_PROBLEM REQUIREMENTS:_
Every entry needs to be printed exactly, please.

_EXERCISE MATERIAL:_
##########
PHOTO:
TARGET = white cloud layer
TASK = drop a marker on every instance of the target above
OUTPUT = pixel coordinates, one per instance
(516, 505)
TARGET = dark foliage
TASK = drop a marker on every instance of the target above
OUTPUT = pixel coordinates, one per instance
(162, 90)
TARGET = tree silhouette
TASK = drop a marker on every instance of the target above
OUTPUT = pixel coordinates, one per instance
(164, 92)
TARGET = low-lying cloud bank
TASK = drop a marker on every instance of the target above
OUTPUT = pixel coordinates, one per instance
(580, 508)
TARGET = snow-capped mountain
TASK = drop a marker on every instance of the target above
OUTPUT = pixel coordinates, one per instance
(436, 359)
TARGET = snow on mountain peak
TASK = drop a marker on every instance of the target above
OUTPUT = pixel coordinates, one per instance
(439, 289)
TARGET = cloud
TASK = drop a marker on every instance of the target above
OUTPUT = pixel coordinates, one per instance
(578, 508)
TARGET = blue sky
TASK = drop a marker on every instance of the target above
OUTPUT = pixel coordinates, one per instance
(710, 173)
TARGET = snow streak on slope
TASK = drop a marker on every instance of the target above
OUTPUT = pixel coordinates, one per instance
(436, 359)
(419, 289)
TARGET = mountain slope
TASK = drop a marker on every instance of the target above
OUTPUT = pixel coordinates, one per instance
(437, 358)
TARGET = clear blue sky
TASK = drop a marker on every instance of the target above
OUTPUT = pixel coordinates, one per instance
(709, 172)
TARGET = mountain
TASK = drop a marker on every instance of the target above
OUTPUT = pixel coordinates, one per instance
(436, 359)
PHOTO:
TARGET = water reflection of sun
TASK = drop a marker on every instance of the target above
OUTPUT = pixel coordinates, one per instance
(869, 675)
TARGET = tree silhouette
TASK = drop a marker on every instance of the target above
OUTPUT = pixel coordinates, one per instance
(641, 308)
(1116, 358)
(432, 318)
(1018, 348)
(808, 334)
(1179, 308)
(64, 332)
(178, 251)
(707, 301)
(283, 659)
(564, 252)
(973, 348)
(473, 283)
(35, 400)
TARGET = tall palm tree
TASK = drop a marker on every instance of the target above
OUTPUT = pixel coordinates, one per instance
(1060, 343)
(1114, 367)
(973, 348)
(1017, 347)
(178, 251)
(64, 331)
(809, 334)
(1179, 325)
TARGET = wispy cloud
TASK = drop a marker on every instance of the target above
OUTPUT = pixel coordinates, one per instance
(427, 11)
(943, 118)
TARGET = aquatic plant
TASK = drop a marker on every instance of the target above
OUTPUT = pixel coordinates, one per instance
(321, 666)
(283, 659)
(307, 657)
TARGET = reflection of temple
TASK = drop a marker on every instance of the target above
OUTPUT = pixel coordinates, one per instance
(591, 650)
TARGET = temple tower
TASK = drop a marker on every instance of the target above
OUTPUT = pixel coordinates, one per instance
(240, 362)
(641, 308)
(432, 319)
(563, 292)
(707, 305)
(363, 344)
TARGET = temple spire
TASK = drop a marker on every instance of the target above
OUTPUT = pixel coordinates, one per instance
##########
_FULL OUTPUT:_
PHOTO:
TARGET = white cloud layer
TASK = drop a marker on every instance of the target above
OUTPUT = pixel coordinates, one per instance
(516, 505)
TARGET = dark foliage
TASK = drop a marker on every instance of the target above
OUTPUT = pixel coordinates, one per instance
(162, 90)
TARGET = tree silhouette
TASK = drop a marker on every instance of the target above
OUTPUT = pixel coordinates, one per instance
(164, 92)
TARGET = low-lying cloud bank
TASK = drop a marker on every instance of the target above
OUTPUT = pixel coordinates, one per instance
(580, 508)
TARGET = snow-capped mountain
TASK = drop a marker on every instance of the target above
OUTPUT = pixel coordinates, one per instance
(436, 359)
TARGET = snow on mountain peak
TASK = drop a marker on every instance of the target above
OUTPUT = pixel coordinates, one per instance
(439, 289)
TARGET = cloud
TASK = drop a marker on every instance of the target above
OUTPUT = pixel coordinates, one per instance
(578, 508)
TARGET = blue sky
TASK = drop a marker on every instance of the target above
OUTPUT = pixel coordinates, one per instance
(710, 173)
TARGET = snow streak on slope
TASK = drop a marker on every instance of the target above
OUTPUT = pixel coordinates, one per instance
(436, 359)
(419, 289)
TARGET = mountain slope
TASK = drop a marker on every instance of the target above
OUTPUT = pixel coordinates, one per instance
(437, 358)
TARGET = clear blue sky
TASK = drop a marker on every instance of the target above
OUTPUT = pixel coordinates, one per instance
(709, 172)
TARGET = mountain
TASK = drop a marker on every instance of the target above
OUTPUT = pixel coordinates, one per instance
(436, 359)
PHOTO:
TARGET = water reflection of sun
TASK = drop a marker on every instance of the target above
OUTPUT = pixel coordinates, one per instance
(869, 675)
TARGET = tree silhouette
TASK = drop a marker on every instance of the target above
OUTPUT = pixel coordinates, one per instance
(641, 308)
(1116, 358)
(432, 318)
(1018, 348)
(808, 334)
(1179, 308)
(64, 332)
(178, 251)
(707, 301)
(283, 659)
(564, 252)
(973, 348)
(473, 283)
(35, 400)
TARGET = tall palm tree
TASK = drop a marker on every instance of the target above
OUTPUT = pixel coordinates, one per instance
(1060, 343)
(1114, 367)
(973, 348)
(1017, 347)
(178, 251)
(64, 331)
(809, 334)
(1179, 325)
TARGET = wispy cloud
TASK = drop a marker on every instance of the target above
OUTPUT = pixel coordinates, one per instance
(427, 11)
(943, 118)
TARGET = aquatic plant
TASK = drop a marker on every instance of the target above
OUTPUT = pixel coordinates, one per instance
(321, 666)
(283, 659)
(307, 657)
TARGET = reflection of temple
TASK = drop a marker on every instance of the target above
OUTPUT = pixel coordinates, one per instance
(591, 650)
TARGET = temple tower
TASK = drop a marker on every instance of the target above
OUTPUT = pixel coordinates, one per instance
(240, 362)
(641, 308)
(432, 319)
(563, 292)
(707, 305)
(363, 344)
TARGET = temple spire
TASK = drop a marker on every instance of the target above
OUTPUT = pixel coordinates, one per instance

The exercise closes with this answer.